'''

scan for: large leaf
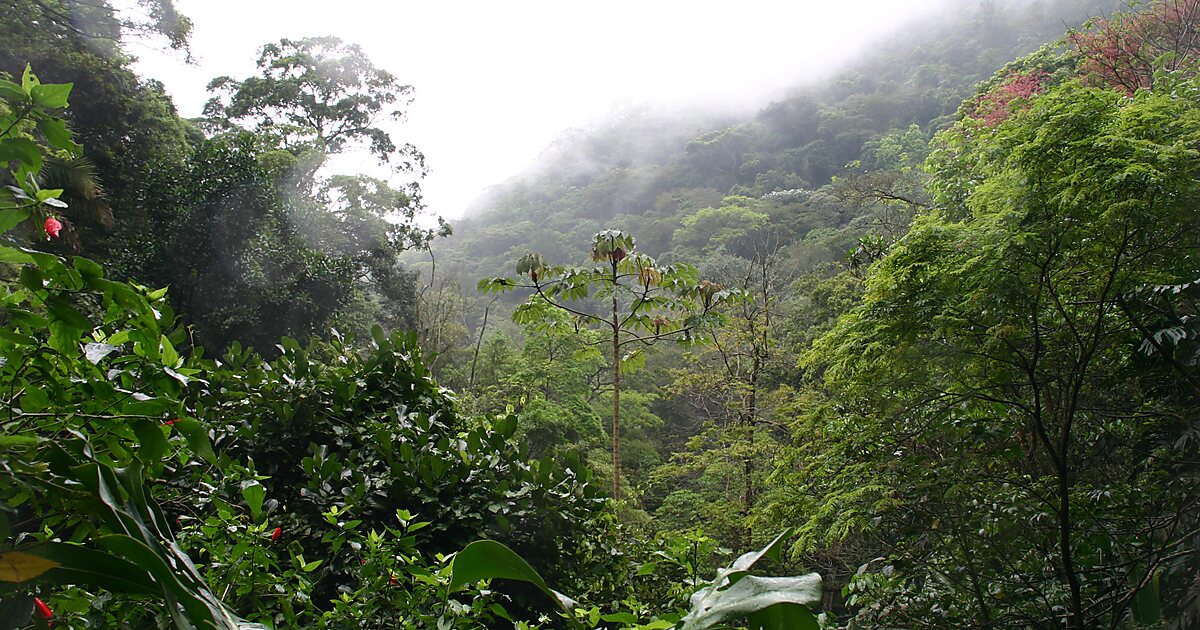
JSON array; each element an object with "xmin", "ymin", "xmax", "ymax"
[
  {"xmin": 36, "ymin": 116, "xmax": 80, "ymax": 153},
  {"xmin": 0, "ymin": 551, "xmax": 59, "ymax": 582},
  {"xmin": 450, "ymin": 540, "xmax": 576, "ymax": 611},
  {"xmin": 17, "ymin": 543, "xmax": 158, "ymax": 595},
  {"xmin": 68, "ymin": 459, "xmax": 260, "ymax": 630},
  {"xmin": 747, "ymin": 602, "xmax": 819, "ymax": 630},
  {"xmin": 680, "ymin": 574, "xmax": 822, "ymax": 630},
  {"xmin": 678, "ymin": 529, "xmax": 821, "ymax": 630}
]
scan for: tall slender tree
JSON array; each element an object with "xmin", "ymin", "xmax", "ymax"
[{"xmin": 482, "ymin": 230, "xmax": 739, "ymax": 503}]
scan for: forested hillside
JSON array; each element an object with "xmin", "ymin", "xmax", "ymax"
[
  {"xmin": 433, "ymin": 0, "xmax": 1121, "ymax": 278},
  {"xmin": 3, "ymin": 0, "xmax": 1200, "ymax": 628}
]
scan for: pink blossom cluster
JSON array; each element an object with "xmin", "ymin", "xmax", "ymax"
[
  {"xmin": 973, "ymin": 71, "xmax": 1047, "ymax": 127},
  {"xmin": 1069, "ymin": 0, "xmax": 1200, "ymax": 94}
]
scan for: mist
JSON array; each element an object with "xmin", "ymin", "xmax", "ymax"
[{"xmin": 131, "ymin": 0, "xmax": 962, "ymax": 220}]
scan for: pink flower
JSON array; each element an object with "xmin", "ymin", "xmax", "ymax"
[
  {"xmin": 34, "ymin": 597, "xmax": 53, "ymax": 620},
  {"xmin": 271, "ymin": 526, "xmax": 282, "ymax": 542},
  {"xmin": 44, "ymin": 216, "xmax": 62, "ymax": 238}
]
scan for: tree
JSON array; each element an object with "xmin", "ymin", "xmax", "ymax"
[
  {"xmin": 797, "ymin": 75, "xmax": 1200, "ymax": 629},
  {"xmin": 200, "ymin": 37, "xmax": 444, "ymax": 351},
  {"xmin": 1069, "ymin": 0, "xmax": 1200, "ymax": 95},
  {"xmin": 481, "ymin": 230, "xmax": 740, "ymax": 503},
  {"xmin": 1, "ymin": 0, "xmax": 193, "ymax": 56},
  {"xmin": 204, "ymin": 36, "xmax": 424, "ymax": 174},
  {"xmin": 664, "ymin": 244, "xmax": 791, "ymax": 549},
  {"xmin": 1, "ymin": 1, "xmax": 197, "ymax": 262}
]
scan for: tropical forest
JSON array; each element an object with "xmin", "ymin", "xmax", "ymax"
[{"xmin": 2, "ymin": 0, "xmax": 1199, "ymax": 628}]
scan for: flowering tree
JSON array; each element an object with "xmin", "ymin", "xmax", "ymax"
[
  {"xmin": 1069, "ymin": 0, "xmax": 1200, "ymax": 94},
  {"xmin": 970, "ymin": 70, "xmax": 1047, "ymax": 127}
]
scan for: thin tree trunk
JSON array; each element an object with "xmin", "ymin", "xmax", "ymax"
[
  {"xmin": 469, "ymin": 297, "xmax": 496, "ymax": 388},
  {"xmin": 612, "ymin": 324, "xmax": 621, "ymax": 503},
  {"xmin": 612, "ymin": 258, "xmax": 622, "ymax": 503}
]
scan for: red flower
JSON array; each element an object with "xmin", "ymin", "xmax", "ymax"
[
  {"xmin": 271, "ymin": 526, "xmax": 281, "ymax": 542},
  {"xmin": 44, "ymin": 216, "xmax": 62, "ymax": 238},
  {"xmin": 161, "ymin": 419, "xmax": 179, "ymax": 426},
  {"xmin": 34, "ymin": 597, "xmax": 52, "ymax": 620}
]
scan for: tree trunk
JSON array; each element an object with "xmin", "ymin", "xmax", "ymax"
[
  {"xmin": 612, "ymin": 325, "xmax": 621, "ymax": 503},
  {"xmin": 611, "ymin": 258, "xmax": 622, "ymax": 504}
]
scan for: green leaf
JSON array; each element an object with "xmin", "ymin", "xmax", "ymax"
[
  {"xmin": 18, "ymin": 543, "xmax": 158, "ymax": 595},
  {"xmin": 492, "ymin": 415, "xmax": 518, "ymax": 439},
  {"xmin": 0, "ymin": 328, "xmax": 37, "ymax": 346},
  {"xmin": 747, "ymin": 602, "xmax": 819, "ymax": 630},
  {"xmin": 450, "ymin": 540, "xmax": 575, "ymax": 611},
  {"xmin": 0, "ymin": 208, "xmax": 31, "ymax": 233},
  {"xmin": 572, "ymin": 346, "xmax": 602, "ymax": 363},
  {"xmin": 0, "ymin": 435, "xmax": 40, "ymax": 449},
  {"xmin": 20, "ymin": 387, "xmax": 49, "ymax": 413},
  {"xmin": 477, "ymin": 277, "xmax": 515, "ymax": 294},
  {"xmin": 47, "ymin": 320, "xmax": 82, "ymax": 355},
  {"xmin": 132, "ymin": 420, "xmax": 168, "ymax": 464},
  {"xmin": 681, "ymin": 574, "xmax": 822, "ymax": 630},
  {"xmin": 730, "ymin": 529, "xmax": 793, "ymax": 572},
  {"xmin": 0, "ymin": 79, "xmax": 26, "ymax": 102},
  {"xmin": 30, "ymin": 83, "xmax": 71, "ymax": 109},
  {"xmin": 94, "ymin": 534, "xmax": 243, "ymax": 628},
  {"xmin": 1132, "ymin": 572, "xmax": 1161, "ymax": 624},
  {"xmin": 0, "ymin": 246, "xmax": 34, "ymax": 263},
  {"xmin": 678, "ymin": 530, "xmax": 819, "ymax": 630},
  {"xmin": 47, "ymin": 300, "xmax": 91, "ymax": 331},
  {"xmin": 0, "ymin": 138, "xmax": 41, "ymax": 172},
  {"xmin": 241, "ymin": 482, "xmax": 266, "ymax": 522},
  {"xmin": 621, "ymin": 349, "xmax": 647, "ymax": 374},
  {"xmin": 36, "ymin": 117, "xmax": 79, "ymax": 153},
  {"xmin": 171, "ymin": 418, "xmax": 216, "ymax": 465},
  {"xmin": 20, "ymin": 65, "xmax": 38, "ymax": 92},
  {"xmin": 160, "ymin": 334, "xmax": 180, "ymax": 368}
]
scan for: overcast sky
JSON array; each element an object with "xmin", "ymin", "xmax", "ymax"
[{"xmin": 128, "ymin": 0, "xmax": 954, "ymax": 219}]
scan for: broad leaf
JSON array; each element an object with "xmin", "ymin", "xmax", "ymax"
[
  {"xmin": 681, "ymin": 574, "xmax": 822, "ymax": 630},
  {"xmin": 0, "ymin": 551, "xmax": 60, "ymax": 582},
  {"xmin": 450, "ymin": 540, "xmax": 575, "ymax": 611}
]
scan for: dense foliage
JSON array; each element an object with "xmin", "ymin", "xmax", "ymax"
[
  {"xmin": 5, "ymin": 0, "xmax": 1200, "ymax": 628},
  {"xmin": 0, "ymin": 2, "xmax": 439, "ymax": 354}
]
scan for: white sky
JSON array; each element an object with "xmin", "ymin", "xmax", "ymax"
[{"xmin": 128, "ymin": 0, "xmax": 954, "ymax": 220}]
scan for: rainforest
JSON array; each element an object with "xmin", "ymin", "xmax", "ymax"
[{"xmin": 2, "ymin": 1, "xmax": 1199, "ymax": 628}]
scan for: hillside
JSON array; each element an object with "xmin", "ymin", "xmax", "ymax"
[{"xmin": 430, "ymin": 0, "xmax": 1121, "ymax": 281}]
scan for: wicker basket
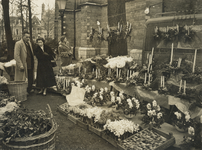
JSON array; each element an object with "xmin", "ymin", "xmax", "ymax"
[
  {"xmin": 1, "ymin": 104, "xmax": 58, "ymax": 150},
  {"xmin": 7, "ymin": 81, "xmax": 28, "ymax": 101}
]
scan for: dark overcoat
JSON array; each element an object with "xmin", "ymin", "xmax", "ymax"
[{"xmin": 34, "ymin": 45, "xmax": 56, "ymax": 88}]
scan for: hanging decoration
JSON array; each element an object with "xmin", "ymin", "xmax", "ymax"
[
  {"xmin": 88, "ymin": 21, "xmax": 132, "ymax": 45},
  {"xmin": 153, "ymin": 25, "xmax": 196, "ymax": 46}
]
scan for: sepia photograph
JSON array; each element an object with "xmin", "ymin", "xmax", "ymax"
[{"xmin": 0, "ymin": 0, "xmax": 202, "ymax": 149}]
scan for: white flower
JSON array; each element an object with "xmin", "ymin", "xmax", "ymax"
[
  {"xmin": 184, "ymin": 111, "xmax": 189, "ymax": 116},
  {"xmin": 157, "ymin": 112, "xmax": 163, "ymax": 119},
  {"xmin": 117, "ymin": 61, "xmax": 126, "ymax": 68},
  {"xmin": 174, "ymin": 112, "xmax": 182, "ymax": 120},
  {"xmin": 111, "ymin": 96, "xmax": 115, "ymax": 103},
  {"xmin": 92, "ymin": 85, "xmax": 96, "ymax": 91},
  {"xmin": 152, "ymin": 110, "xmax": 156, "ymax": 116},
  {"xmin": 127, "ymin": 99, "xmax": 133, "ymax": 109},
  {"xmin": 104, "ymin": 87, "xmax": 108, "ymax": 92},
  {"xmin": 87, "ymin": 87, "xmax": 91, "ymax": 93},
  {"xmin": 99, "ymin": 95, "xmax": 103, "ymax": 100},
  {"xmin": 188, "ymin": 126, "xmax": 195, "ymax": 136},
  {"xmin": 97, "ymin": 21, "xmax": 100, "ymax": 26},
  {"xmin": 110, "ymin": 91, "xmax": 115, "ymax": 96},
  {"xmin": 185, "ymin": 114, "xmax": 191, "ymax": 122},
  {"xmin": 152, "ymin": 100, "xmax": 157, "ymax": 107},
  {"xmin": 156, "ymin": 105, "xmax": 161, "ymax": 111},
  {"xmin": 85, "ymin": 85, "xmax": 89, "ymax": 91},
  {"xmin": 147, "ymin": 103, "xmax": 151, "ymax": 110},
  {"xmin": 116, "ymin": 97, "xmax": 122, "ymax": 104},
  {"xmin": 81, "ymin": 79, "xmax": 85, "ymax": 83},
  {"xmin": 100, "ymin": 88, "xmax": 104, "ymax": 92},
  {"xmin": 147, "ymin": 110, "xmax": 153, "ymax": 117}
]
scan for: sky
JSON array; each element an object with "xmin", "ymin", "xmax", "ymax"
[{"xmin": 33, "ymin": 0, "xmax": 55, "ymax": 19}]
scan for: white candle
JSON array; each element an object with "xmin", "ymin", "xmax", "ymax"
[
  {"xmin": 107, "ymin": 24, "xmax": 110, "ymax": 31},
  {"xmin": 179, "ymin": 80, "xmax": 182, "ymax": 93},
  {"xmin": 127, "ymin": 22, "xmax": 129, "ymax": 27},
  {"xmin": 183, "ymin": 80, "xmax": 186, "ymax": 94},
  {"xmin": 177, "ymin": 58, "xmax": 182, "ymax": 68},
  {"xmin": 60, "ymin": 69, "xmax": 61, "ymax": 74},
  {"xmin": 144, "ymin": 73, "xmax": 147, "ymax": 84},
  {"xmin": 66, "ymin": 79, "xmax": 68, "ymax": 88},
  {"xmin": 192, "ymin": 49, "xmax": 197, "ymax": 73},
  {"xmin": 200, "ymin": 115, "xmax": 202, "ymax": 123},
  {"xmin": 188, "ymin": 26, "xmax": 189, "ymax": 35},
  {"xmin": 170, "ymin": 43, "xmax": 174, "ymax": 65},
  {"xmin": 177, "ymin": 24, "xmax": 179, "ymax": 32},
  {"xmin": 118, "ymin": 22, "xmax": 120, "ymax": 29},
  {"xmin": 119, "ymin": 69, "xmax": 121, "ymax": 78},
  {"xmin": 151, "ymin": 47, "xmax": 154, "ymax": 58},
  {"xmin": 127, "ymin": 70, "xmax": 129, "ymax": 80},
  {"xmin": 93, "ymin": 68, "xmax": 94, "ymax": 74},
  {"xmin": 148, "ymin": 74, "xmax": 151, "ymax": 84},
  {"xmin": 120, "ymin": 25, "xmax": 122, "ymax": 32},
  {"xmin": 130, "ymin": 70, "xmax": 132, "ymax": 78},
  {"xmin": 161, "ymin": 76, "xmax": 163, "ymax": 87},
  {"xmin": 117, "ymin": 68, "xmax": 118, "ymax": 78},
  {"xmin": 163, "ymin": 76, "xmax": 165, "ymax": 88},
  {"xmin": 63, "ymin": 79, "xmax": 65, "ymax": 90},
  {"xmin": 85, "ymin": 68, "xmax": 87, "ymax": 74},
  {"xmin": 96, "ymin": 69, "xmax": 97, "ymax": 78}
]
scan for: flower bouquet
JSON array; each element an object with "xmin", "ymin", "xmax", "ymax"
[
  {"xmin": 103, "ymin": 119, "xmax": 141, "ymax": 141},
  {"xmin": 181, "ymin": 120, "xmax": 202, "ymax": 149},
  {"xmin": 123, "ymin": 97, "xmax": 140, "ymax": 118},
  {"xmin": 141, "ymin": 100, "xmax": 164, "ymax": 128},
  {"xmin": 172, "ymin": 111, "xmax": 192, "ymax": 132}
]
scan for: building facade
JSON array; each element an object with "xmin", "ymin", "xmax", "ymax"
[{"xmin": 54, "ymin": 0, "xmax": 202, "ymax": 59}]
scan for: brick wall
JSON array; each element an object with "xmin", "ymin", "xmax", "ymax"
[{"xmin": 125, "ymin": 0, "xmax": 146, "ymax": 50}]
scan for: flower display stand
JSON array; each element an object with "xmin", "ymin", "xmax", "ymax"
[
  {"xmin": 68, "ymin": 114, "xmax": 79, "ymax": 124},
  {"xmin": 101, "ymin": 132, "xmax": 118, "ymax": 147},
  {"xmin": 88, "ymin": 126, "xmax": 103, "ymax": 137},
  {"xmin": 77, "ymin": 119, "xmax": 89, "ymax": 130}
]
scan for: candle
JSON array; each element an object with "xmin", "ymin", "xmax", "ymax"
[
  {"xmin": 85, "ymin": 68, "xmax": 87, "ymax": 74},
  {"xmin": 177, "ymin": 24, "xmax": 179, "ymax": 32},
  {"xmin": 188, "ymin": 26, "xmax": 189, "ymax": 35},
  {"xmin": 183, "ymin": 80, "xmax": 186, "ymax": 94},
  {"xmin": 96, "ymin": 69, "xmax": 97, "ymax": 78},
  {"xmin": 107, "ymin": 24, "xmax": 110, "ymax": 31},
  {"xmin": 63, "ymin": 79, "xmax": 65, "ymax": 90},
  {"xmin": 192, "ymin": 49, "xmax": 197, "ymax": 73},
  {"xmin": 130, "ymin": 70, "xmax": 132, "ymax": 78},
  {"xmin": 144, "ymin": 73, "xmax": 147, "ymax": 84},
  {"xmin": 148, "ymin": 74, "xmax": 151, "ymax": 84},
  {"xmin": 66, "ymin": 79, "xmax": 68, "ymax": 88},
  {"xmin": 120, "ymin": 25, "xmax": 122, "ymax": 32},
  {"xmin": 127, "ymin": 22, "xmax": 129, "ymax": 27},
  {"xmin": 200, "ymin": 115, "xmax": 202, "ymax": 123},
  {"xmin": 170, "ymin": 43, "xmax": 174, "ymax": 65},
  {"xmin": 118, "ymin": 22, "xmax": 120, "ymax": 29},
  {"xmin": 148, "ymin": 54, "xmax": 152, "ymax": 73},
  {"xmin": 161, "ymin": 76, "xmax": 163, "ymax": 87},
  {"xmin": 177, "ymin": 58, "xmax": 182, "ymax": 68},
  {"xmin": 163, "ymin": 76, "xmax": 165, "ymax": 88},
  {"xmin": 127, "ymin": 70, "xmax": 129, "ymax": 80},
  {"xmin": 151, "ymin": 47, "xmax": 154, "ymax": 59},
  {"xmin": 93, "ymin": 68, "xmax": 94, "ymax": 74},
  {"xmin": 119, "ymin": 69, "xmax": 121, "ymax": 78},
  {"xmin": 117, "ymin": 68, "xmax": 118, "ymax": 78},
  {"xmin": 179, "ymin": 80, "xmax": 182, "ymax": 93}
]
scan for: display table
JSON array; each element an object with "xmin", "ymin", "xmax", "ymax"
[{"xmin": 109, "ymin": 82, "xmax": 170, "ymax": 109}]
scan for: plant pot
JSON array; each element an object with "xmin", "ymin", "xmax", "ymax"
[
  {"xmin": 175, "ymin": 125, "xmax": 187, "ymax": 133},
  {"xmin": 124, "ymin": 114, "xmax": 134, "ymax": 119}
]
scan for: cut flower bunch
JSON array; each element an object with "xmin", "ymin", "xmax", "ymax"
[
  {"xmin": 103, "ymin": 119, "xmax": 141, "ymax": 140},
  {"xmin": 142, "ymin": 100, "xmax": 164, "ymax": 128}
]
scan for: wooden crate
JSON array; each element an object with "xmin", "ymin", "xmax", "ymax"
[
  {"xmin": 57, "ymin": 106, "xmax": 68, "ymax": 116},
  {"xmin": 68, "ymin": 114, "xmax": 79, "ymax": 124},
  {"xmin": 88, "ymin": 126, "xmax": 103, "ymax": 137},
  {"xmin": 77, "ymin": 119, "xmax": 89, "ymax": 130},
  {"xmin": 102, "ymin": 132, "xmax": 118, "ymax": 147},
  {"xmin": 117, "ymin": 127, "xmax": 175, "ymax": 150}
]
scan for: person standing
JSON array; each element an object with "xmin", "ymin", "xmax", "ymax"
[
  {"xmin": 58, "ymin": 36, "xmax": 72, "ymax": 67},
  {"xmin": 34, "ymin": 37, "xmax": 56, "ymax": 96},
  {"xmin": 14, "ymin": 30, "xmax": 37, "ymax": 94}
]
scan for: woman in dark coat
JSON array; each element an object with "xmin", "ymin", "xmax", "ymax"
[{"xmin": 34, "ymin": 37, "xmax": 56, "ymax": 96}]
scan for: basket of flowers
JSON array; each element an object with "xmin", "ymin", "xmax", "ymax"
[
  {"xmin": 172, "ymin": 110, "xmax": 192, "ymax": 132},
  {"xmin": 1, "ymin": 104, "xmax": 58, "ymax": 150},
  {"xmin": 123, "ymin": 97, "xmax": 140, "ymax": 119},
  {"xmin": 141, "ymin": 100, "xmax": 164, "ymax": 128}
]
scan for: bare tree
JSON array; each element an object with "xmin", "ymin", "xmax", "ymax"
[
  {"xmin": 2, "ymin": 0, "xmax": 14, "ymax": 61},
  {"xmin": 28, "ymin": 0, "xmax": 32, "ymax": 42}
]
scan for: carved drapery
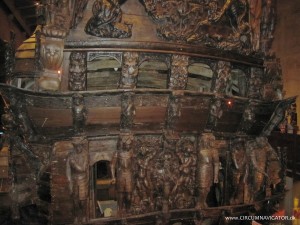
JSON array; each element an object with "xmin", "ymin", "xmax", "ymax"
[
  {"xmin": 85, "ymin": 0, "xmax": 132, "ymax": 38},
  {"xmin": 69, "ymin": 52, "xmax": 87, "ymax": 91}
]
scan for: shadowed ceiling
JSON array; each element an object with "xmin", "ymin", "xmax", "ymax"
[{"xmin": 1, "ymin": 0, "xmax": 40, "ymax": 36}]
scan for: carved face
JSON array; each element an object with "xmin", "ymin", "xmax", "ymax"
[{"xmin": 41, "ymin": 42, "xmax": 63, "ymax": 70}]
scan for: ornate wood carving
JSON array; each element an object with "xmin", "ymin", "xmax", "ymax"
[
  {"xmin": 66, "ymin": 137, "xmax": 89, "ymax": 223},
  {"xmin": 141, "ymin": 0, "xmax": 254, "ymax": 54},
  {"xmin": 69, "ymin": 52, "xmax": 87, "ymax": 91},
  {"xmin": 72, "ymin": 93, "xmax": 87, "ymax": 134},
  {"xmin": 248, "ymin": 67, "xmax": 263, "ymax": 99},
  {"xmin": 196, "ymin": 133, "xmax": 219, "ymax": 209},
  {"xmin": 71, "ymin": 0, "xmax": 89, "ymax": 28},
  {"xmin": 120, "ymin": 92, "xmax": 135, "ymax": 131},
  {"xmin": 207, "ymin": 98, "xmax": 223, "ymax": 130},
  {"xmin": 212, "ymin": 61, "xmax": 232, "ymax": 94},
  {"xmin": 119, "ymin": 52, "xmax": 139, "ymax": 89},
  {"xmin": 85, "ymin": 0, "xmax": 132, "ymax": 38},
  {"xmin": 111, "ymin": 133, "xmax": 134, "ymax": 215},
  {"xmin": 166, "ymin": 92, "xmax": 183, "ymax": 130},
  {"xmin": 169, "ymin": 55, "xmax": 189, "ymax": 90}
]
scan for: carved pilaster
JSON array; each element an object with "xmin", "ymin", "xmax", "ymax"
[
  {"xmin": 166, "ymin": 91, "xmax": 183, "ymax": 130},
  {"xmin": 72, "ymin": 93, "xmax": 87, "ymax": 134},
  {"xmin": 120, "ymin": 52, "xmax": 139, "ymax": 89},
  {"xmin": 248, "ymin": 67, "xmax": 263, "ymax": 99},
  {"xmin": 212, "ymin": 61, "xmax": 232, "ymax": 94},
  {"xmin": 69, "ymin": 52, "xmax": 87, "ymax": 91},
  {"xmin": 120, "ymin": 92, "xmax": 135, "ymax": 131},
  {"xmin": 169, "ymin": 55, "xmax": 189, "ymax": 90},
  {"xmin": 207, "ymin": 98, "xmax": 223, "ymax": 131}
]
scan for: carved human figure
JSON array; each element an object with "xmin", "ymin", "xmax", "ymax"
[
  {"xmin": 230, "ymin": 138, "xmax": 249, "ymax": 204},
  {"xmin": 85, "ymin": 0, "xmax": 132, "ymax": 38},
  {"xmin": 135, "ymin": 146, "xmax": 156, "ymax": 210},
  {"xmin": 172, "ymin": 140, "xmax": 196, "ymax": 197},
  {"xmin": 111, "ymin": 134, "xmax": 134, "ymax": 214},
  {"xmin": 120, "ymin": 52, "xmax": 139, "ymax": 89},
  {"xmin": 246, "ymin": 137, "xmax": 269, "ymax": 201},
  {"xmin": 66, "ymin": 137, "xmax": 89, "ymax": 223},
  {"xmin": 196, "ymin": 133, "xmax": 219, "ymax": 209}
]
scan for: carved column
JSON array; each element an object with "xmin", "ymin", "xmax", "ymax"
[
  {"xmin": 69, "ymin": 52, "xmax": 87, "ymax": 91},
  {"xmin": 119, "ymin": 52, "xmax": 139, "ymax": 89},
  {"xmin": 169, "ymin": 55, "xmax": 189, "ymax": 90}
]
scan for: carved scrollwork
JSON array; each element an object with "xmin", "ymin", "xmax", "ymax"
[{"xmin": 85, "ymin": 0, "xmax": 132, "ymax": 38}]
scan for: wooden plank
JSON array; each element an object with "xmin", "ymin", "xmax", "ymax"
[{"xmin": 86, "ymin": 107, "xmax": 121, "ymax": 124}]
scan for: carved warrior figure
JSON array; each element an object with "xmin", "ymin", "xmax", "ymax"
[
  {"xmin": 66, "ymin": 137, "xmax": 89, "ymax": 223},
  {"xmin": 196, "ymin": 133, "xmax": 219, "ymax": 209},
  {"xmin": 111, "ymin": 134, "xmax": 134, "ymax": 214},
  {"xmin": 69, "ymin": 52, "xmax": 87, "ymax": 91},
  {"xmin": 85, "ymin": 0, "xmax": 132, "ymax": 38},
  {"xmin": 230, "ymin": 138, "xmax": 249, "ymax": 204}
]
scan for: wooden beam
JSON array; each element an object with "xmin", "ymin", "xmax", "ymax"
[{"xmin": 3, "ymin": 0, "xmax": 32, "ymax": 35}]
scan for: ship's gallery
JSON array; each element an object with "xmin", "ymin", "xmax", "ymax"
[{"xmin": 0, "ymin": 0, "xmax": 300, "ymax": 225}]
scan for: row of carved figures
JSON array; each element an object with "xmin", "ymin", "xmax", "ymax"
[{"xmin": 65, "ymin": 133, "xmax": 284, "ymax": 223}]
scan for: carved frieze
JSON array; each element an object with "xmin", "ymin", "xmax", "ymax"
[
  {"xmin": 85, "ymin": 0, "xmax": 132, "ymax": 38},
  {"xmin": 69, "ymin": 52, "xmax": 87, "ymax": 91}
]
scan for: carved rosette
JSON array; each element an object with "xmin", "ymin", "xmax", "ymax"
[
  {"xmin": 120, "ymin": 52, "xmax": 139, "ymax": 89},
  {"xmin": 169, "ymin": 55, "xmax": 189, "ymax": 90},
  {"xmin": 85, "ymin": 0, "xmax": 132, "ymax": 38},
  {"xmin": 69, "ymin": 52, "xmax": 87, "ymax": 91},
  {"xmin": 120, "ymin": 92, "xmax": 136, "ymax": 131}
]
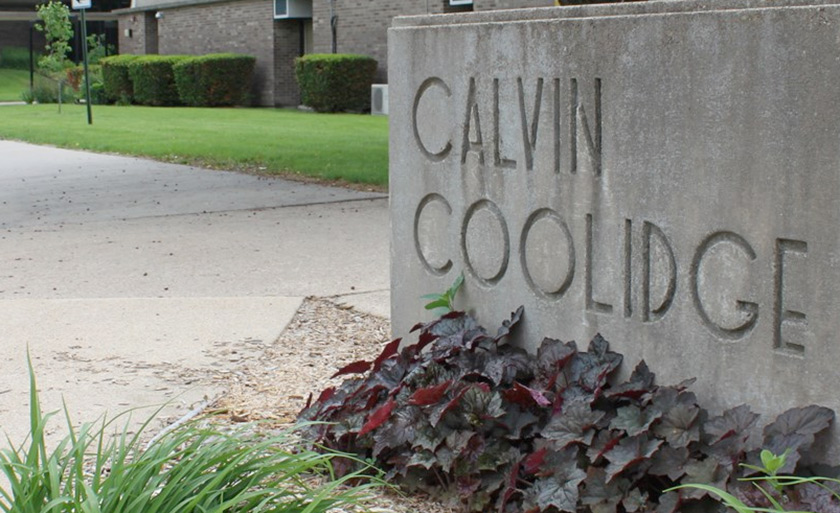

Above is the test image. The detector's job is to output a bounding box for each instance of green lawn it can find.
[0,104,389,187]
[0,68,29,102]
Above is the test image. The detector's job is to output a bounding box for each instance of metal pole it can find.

'''

> _Your task_
Read through the lines above and collect those that contain the string "tree".

> _Solution to the problem_
scan for: tall slender tree
scan for: tree
scan for: flowering tree
scan for: thin tree trunk
scan for: tree trunk
scan for: bare tree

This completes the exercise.